Brief 1: Count the lines of the entries below that contain the word "wire", and give only that number.

··· Document segment

Bookstore (link) (new)

 

Other Resources

Links

Guestbook

Prayer Requests

Messianic-Mall

 

 

___________________

Acts 21:  Paul’s Nazrite Vow

Re-examining the Apostles’ Relationship to Torah and the Temple

by Michael Bugg

Acts 21 is a troubling passage for many Christian commentators, since it implies that both Torah-observance and Temple worship were the norm for 1st Century Jewish believers.  However, the standard way of explaining this passage away—that Paul and James were only making a show for social/political purposes, both puts the Apostles in the position of hypocrites and fails to explain why Paul was completing a Nazrite vow that he had taken a year or more before while among the Gentiles.

Introduction

The assumption that there is a tension—or even a direct contradiction—between keeping the Torah and being “under grace” runs deep in Christian Theology.  For example, Thomas Aquinas, considered among the greatest of Christian theologians, writes,

Just as it would be a mortal sin now for anyone, in making a profession of faith, to say that Christ is yet to be born, which the fathers of old said devoutly and truthfully; so too it would be a mortal sin now to observe those ceremonies which the fathers of old fulfilled with devotion and fidelity.  (Summa, Ia Iiae Q 103 Article 4, quoted in Kinzer, Post-Missionary 206)

······
··· Provided entries

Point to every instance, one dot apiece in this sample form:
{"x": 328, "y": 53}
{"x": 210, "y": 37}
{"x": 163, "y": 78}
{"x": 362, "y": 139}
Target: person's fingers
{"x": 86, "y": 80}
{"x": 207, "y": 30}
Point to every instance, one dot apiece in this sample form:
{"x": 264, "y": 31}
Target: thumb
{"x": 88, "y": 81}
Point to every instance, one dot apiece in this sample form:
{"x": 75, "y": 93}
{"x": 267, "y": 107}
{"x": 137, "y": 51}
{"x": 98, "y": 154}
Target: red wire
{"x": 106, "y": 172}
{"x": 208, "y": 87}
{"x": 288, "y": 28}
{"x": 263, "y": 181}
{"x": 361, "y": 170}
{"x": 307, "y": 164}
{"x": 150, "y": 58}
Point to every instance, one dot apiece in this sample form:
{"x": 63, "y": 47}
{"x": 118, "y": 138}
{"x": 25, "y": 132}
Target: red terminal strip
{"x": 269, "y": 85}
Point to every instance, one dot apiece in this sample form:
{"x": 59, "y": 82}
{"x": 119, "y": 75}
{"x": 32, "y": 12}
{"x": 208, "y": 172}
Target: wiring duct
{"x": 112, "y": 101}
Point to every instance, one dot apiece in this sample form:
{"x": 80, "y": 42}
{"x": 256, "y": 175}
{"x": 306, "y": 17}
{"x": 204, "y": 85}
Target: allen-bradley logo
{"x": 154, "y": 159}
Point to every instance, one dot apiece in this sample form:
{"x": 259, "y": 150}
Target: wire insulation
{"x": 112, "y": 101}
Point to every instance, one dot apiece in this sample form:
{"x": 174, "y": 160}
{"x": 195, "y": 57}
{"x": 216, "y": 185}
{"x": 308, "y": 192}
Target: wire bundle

······

Brief 2: Reproduce the part of the excerpt on Acts 21 that opens with the words "Just as it would" and closes with "Kinzer, Post-Missionary 206)", substituting "sincerely" for "devoutly".

Finished answer 1: 3

Finished answer 2:
Just as it would be a mortal sin now for anyone, in making a profession of faith, to say that Christ is yet to be born, which the fathers of old said sincerely and truthfully; so too it would be a mortal sin now to observe those ceremonies which the fathers of old fulfilled with devotion and fidelity.  (Summa, Ia Iiae Q 103 Article 4, quoted in Kinzer, Post-Missionary 206)